(Data records)
>> BEGIN

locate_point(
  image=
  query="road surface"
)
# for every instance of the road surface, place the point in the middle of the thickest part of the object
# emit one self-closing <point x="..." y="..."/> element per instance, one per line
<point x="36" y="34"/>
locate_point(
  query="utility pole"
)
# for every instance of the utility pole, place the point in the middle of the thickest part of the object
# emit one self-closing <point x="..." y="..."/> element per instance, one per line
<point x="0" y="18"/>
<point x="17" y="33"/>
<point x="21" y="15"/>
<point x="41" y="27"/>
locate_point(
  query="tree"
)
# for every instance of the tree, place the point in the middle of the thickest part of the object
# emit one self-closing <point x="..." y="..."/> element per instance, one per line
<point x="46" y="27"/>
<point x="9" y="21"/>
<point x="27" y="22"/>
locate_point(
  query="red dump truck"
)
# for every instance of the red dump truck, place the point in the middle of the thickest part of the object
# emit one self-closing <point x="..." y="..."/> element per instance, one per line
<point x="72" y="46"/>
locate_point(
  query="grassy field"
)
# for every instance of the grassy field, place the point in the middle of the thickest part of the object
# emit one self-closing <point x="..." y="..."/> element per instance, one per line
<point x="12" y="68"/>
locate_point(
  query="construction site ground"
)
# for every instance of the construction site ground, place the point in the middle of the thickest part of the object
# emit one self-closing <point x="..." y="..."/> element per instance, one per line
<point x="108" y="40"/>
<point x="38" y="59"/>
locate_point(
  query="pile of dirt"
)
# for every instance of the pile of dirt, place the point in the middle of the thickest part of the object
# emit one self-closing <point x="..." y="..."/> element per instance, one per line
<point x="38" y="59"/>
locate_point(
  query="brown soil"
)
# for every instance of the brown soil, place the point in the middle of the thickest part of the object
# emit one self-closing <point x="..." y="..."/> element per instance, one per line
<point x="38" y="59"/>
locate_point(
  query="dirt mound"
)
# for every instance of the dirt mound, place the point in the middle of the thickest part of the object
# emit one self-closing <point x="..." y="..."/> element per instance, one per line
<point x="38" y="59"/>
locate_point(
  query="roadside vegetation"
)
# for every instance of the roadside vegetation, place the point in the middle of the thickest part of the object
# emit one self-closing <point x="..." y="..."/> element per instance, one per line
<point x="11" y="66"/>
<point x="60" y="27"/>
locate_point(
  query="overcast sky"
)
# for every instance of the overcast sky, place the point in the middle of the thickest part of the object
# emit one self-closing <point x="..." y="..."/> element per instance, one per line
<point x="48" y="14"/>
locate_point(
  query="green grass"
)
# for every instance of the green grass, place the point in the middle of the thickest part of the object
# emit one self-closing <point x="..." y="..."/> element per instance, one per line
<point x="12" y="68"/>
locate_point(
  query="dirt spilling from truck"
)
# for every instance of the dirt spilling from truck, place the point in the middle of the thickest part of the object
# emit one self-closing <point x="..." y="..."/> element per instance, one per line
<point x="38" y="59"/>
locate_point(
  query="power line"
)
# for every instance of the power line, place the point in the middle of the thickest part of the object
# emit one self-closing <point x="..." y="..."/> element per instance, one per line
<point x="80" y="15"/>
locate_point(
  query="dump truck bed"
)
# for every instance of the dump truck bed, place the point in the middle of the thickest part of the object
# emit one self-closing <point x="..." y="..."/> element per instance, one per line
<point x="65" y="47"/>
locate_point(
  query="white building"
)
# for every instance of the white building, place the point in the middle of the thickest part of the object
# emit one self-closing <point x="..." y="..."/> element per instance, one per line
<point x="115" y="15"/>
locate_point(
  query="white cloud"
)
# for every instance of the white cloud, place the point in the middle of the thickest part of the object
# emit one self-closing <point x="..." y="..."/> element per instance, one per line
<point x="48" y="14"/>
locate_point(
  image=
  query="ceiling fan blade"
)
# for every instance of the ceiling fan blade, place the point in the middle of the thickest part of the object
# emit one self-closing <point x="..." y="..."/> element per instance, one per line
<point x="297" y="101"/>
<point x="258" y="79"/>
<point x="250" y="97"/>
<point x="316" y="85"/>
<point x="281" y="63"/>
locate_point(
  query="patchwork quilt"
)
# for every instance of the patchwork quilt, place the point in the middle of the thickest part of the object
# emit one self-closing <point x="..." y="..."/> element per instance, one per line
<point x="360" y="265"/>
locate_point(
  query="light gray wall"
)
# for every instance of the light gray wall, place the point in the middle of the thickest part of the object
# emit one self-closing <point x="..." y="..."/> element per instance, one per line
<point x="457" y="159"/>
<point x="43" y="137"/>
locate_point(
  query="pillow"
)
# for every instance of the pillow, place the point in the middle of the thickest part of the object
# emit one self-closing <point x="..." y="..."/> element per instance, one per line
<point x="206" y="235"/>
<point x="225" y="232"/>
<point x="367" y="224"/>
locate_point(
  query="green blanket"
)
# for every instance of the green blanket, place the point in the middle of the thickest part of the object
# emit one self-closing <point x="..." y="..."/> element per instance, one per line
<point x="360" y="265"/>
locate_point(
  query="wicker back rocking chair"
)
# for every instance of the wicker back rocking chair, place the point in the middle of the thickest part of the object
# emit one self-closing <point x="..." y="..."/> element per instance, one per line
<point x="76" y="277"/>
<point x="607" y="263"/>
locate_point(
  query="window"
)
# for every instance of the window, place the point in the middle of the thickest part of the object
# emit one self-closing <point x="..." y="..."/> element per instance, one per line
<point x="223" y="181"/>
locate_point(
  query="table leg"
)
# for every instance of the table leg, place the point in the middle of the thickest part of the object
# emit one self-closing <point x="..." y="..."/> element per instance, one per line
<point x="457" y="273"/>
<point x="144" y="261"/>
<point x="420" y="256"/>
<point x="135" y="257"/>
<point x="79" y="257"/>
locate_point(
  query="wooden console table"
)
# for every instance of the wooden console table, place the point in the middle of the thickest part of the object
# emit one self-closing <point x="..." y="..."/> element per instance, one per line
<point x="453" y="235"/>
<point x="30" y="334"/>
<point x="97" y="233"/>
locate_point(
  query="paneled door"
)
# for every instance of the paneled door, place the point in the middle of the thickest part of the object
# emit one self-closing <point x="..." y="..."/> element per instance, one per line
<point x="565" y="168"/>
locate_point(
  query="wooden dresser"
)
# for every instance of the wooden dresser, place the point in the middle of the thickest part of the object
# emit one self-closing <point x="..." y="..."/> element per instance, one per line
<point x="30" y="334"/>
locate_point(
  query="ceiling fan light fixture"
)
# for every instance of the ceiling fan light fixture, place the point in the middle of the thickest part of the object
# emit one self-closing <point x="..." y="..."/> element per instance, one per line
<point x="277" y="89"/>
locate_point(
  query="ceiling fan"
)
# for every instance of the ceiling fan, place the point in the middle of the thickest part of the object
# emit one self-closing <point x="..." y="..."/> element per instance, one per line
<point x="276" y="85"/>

>> END
>> BEGIN

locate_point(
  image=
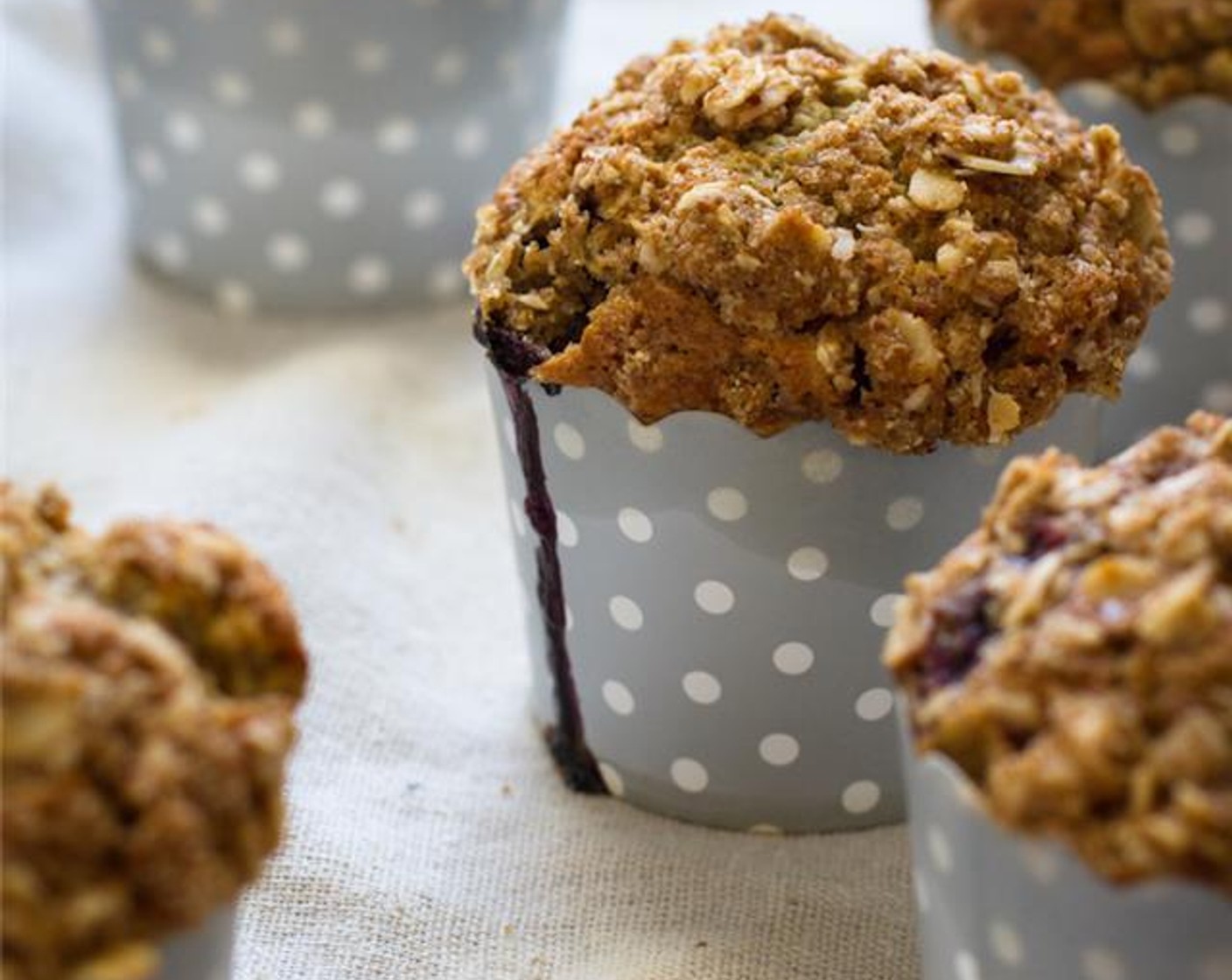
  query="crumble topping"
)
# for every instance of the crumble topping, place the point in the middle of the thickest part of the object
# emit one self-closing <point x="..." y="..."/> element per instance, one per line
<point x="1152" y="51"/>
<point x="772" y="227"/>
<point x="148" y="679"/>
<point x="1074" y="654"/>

>> END
>> BEGIN

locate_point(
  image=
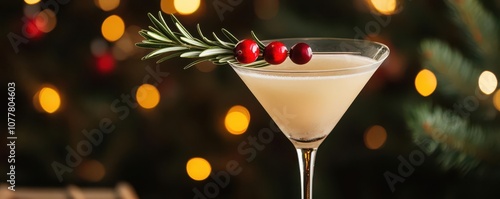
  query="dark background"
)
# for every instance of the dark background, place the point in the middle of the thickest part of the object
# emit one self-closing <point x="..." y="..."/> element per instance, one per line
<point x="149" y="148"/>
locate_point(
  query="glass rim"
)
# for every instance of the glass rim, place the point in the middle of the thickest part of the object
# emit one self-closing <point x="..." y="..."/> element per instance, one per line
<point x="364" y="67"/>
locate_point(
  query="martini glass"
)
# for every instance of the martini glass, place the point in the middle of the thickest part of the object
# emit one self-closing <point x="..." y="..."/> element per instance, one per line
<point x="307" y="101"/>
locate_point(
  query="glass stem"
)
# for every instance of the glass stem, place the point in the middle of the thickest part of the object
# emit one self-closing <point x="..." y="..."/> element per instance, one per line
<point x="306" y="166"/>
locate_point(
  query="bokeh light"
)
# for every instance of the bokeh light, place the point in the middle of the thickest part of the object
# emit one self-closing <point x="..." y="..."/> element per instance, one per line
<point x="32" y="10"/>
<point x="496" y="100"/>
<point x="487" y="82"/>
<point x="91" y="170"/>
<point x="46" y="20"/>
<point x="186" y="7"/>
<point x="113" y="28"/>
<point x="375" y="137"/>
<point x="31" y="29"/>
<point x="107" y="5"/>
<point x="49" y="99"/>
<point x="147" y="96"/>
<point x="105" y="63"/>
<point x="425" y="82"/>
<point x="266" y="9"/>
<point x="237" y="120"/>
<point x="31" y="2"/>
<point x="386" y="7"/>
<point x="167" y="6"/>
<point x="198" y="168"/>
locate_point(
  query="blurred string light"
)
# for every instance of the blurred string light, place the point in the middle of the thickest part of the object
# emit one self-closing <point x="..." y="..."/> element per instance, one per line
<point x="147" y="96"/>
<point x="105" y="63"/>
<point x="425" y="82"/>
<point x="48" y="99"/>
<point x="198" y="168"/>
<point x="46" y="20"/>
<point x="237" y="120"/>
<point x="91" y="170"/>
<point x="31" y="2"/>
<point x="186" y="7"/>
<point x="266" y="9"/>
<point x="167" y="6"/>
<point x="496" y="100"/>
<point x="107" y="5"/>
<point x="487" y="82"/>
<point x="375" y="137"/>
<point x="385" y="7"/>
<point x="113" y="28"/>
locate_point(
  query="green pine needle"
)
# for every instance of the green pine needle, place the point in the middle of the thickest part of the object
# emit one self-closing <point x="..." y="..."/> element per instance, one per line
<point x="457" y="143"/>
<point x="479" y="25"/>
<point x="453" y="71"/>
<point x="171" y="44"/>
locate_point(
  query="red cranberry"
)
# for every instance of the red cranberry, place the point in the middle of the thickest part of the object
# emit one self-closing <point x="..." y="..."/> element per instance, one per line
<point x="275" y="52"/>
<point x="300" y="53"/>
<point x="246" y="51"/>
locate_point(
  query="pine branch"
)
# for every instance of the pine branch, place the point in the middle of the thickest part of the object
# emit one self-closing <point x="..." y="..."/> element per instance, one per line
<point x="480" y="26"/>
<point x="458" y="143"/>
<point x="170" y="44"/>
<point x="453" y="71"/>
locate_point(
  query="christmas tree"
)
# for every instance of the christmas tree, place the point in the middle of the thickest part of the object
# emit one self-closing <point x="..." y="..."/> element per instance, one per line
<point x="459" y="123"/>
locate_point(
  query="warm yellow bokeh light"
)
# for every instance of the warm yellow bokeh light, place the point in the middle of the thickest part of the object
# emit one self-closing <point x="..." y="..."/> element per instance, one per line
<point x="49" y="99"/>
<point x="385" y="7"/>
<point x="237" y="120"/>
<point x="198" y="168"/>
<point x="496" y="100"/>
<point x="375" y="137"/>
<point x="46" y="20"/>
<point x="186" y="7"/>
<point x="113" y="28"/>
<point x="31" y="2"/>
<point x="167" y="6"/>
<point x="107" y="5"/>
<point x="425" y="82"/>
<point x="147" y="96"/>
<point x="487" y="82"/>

>> END

## [PROBLEM TO WORK ON]
Extract every line of the records above that contains the string "warm", matching case exactly.

## [EXERCISE RESPONSE]
  query="warm yellow bokeh light"
# for every instance of the warm yellow bokeh light, place the point in the middle of the thickest part of the object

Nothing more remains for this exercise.